◆ Directive: Report each line in the records below that contains the word "wooden", copying every such line in full.
>> BEGIN Supplied data
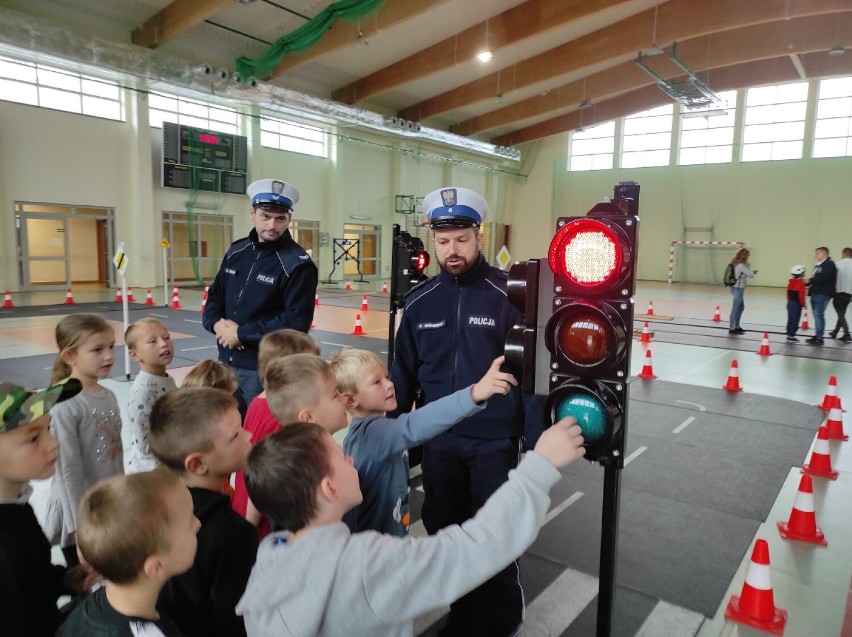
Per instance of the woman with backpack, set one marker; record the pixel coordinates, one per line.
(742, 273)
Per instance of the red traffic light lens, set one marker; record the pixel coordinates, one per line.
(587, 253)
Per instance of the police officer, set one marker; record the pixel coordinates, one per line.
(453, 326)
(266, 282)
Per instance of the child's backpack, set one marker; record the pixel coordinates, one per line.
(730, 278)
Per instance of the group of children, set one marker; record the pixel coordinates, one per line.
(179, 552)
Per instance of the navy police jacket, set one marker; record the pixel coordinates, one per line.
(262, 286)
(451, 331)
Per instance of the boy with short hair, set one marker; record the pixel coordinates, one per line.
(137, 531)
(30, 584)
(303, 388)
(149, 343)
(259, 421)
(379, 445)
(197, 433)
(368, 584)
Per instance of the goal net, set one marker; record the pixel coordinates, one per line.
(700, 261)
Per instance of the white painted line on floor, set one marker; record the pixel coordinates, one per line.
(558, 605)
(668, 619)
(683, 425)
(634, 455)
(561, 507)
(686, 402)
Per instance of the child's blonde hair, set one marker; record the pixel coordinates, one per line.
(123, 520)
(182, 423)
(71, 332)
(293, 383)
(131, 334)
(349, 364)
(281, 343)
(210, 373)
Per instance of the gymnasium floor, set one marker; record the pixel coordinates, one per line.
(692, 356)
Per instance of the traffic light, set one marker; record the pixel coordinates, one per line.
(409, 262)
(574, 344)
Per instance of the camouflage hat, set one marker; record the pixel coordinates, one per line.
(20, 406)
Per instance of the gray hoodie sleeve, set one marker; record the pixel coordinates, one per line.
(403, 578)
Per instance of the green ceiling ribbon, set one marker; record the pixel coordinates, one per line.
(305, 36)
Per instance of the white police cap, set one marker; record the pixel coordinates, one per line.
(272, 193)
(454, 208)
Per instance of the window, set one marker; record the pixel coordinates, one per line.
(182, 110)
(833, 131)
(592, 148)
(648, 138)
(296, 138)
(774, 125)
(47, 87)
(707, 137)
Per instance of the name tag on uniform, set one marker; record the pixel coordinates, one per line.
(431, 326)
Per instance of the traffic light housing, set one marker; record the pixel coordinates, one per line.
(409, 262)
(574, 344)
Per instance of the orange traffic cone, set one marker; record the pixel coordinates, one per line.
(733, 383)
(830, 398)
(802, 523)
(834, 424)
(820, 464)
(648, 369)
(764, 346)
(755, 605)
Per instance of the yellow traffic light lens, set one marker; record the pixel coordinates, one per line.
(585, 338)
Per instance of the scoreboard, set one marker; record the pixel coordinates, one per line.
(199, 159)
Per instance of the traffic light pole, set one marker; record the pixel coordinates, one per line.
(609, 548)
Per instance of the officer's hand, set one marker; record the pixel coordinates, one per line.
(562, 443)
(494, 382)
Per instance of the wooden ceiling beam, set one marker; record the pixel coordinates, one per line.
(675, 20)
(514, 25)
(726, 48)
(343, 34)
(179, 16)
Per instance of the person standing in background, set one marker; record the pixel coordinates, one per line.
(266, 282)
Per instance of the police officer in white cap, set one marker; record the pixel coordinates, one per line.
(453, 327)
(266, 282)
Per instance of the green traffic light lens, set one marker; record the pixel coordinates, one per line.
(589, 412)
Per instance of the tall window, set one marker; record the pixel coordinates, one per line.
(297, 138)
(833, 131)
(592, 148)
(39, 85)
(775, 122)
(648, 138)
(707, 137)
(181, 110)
>> END Supplied data
>> BEGIN Supplied data
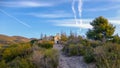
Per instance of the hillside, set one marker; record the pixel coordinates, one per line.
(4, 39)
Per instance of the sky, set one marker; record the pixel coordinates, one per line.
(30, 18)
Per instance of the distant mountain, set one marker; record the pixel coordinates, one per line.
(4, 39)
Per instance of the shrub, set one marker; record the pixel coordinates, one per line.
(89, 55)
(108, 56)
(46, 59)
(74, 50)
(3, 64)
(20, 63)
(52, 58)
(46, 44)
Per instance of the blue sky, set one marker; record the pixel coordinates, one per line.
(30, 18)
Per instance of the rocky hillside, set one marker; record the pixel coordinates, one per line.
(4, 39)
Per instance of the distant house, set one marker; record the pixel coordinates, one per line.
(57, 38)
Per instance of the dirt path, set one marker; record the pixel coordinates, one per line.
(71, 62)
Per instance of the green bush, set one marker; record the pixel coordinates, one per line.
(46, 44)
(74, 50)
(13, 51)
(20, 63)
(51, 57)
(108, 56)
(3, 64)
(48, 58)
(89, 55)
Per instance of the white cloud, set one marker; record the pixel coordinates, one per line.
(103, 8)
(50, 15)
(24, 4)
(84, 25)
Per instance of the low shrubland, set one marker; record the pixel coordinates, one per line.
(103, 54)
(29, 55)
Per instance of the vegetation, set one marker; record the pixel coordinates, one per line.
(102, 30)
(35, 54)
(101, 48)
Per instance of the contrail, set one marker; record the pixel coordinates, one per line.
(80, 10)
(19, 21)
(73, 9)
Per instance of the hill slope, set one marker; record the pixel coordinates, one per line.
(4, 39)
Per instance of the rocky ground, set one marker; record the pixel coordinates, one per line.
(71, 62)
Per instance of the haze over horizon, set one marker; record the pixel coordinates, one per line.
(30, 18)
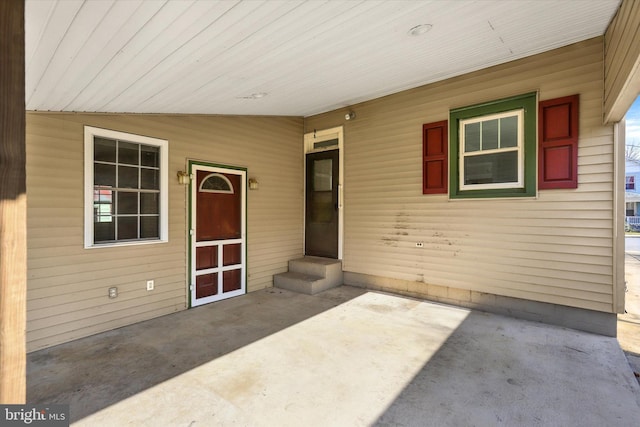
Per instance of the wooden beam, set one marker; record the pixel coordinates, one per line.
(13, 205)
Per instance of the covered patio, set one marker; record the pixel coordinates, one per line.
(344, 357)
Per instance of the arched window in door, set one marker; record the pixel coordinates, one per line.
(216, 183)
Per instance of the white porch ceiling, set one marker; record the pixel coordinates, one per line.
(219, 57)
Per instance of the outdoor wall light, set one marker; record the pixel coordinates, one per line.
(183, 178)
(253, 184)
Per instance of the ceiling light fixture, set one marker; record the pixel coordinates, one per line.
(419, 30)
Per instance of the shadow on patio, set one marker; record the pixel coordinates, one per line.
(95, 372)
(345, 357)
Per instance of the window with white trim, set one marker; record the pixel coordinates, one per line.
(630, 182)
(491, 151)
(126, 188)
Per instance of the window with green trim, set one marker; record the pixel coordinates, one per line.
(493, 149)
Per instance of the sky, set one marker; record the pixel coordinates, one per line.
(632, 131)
>> END Supplied data
◆ Solution to this task:
Per instance of the wooden ceiling beam, set one marker; record the pixel coordinates, one per line.
Per instance of the wooden beam, set one marker; record the pixel coordinates, one per line.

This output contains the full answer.